» **Your instructions**:
Answer these questions from the notebook code below.
1. In the function rgamma, what value is assigned to x?
2. According to the description above the function nct_cdf, what does δ stand for?
3. In nct_cdf, for which values of m is scipy.special.gamma called directly rather than rgamma?

In [27]:
import math
import numpy as np
import statistics
import openpyxl
import scipy.optimize as opt
import scipy.stats as stats
from statistics import mean
from scipy.integrate import quad
from scipy.optimize import root
from scipy.stats import chi2, norm, nct

# rgamma
Calculate the approxomation of the ratio of gamma(n+1)/gamma(n+3/2) for large m

In [28]:
import numpy as np

def rgamma(n):
    x = n + 1
    fval = np.sqrt(x-.25) * (1 + 1 / (64 * x * x) + 1 / (128 * x * x * x))
    return 1/fval

# ncd_cdf
Calculate the cdf of a non-central t statistic
t is the cdf variable; n is # degrees of freedom; δ is the noncentrality parameter

In [29]:
import statistics as stats
import scipy

def nct_cdf(t, n, delta, tol):
    r = lambda t_val, n_val: t_val*t_val/(t_val*t_val+n_val)
    if (t >= 0):
        out = stats.norm.cdf(-delta)
        for m in range(0, 1000):
            if (m <= 50):
                sumincr = 0.5 * stats.poisson.pmf(m, delta * delta / 2) * (stats.beta.cdf(r(t, n), m + 0.5, n / 2) + ((delta * scipy.special.gamma(m + 1)) / (np.sqrt(2) * scipy.special.gamma(m + 1.5))) * stats.beta.cdf(r(t, n), m + 1, n / 2))
            else:
                sumincr = 0.5 * stats.poisson.pmf(m, delta * delta / 2) * (stats.beta.cdf(r(t, n), m + 0.5, n / 2) + (delta / np.sqrt(2) * rgamma(m)) * stats.beta.cdf(r(t, n), m + 1, n / 2))
            out = out + sumincr

            if (sumincr / out < tol):
                break
    else:
        out = stats.norm.cdf(delta)
        for m in range(0, 1000):
            if (m <= 50):
                sumincr = 0.5 * stats.poisson.pmf(m, delta * delta / 2) * (stats.beta.cdf(r(t, n), m + 0.5, n / 2) + ((delta * scipy.special.gamma(m + 1)) / (np.sqrt(2) * scipy.special.gamma(m + 1.5))) * stats.beta.cdf(r(t, n), m + 1, n / 2))
            else:
                sumincr = 0.5 * stats.poisson.pmf(m, delta * delta / 2) * (stats.beta.cdf(r(t, n), m + 0.5, n / 2) + (delta / np.sqrt(2) * rgamma(m)) * stats.beta.cdf(r(t, n), m + 1, n / 2))

» **Source records**:
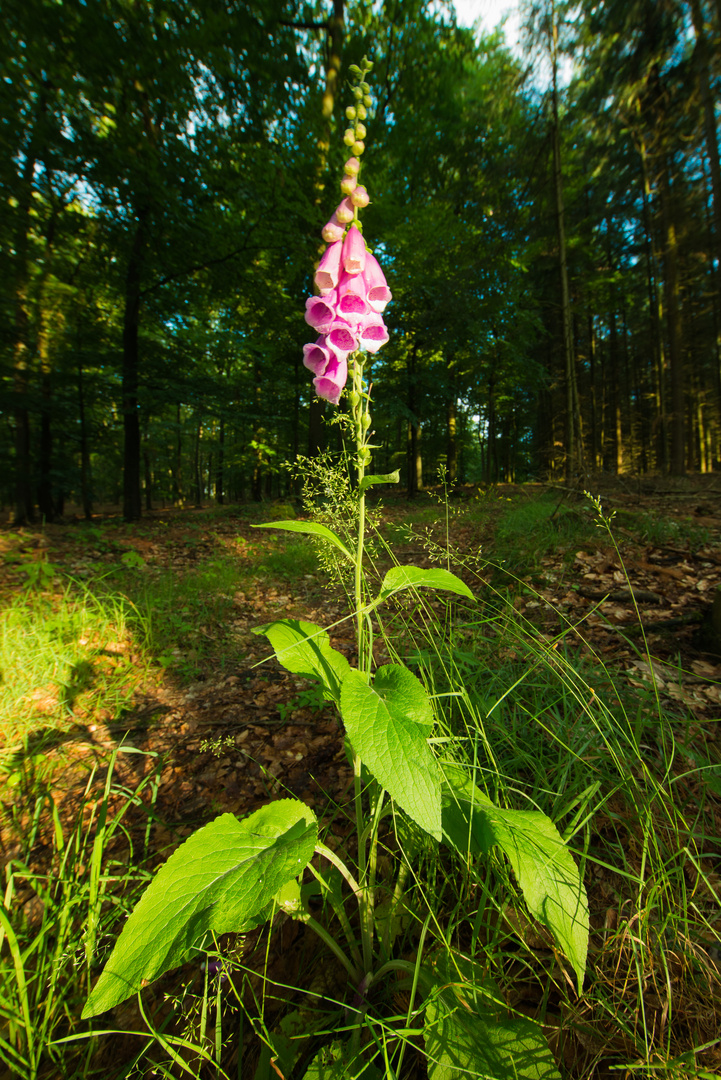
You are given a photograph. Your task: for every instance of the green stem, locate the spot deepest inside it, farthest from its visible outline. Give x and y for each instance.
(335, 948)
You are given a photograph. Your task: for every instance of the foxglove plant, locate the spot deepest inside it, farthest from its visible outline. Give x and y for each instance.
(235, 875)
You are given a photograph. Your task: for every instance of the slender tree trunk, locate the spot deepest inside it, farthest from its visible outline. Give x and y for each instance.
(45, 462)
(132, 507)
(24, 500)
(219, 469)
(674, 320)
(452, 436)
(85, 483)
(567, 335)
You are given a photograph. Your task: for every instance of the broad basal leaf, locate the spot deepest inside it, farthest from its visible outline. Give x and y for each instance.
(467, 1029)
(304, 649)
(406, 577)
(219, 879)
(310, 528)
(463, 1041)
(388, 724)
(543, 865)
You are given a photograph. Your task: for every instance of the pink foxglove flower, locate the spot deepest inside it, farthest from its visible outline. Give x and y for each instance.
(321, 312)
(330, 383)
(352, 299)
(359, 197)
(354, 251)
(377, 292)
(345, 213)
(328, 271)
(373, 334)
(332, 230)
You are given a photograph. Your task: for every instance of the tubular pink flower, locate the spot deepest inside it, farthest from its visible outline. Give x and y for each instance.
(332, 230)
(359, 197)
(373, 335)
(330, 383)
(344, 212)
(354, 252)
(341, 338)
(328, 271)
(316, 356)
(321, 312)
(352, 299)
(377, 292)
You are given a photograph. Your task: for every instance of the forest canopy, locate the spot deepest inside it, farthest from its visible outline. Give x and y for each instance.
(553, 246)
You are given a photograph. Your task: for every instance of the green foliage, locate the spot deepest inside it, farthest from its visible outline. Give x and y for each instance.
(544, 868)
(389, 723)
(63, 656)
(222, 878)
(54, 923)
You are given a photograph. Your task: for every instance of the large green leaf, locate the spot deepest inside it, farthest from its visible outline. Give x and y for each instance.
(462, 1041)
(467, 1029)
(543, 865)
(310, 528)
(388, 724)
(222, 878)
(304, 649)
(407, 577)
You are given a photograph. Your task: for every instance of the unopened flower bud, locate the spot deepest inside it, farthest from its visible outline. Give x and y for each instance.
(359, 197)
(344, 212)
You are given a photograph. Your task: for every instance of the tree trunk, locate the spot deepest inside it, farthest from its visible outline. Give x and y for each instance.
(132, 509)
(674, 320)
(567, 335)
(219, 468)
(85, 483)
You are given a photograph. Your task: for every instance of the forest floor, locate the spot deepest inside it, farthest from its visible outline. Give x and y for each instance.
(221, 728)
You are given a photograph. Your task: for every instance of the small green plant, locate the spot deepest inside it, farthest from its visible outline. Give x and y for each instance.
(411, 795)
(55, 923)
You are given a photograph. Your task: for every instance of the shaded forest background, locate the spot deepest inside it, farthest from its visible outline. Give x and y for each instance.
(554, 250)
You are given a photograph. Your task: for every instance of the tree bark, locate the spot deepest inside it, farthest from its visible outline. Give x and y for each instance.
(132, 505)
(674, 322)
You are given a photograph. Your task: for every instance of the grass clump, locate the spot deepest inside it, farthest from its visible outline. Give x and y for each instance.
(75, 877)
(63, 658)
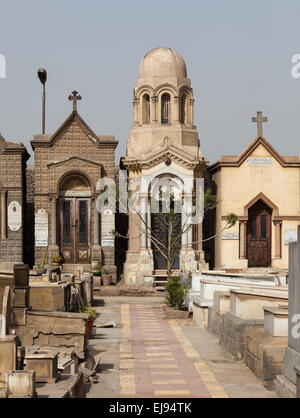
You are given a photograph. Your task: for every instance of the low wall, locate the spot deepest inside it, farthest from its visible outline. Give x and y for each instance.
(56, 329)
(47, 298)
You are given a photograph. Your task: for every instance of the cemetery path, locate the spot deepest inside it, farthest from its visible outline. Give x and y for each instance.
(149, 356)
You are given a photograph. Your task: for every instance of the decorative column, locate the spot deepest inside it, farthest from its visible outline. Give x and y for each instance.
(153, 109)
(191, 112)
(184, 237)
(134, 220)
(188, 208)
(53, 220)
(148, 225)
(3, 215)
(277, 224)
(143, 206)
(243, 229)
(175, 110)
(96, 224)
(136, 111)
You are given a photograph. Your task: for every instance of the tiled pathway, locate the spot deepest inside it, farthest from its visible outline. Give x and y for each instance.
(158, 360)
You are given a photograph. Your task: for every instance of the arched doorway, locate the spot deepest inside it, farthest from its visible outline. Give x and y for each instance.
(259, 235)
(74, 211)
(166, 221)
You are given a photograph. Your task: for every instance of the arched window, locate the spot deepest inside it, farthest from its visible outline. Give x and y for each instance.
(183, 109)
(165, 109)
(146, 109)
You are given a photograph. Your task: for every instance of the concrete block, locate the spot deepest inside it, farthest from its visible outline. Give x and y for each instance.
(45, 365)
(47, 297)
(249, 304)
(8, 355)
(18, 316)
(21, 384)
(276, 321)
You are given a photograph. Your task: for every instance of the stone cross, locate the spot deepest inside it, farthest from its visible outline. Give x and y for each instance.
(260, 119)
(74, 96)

» **Result below**:
1. n + 1
2. The noncentrality parameter
3. Values of m less than or equal to 50